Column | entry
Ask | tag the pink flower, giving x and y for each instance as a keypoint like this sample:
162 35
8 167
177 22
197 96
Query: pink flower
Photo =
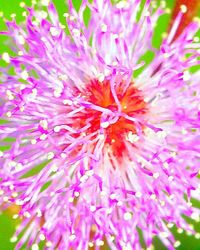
97 154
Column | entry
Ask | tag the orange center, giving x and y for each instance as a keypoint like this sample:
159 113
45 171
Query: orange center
132 104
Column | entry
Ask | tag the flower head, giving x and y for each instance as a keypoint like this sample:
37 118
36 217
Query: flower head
98 154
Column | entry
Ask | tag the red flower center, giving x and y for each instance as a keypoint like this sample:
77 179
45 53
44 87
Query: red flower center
131 102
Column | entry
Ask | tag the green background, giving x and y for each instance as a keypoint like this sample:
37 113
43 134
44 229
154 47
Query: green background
8 7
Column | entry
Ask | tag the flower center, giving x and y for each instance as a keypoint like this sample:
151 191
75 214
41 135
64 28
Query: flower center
121 106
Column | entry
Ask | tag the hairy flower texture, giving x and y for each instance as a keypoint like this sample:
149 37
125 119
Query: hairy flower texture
97 155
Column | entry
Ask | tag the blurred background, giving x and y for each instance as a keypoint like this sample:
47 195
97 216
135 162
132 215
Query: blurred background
11 8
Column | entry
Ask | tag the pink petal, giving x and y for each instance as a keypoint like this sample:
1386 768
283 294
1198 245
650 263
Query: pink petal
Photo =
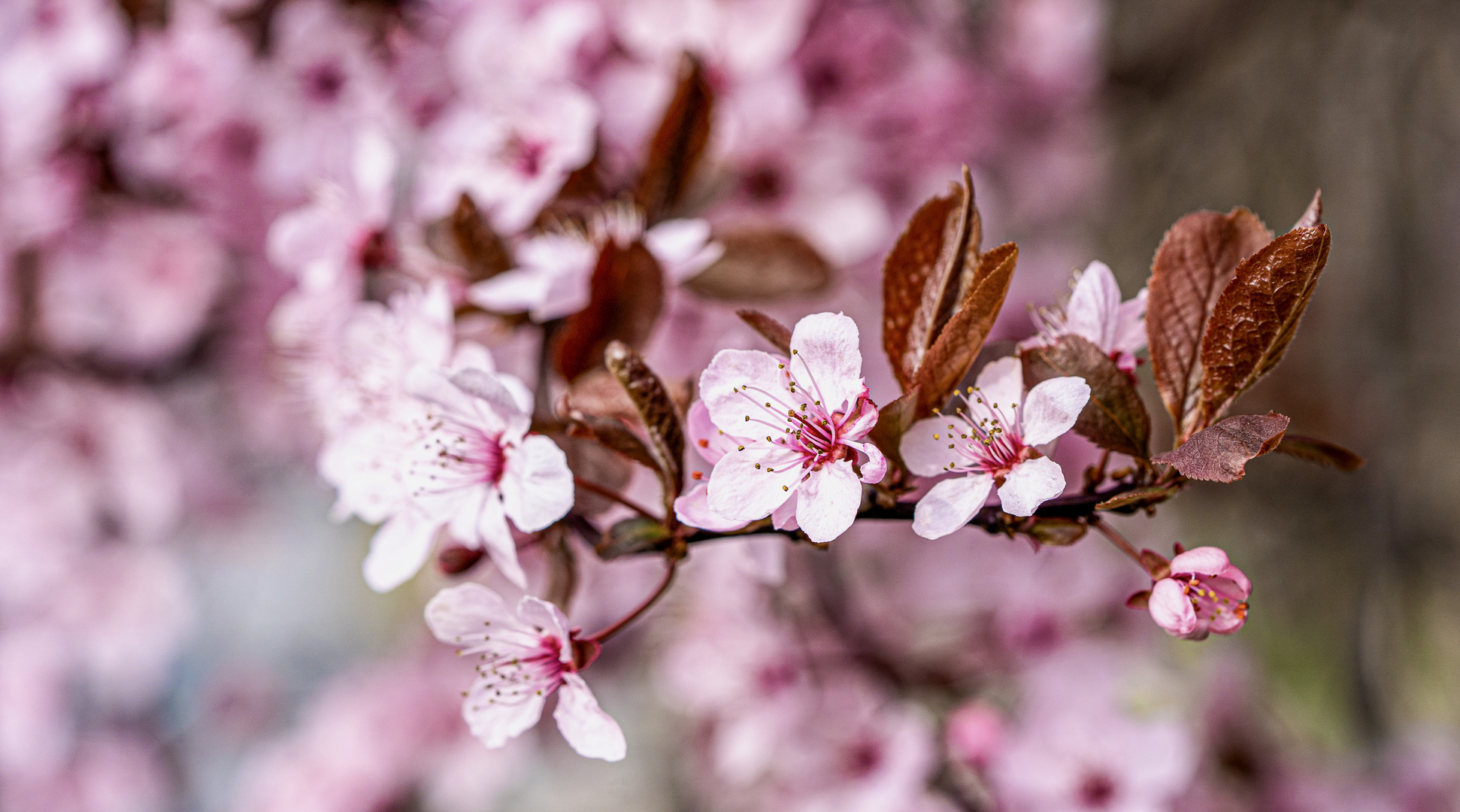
--*--
EXERCISE BRIEF:
Beginning with the line with "Ask | tag the blurred", repeat the entries above exactly, up to and including the last line, leaving out pictures.

WRITTEN RESPONSE:
Ask | tag the blurred background, giving x and y for each instance as a keypoint like this sample:
47 195
97 216
135 162
132 215
Query: blurred background
11 8
Column | entry
Ask | tag the pink petal, giving x and y for each instance as a keypoint like this sample:
1386 768
283 294
1198 245
650 263
Query: pink petal
Photo =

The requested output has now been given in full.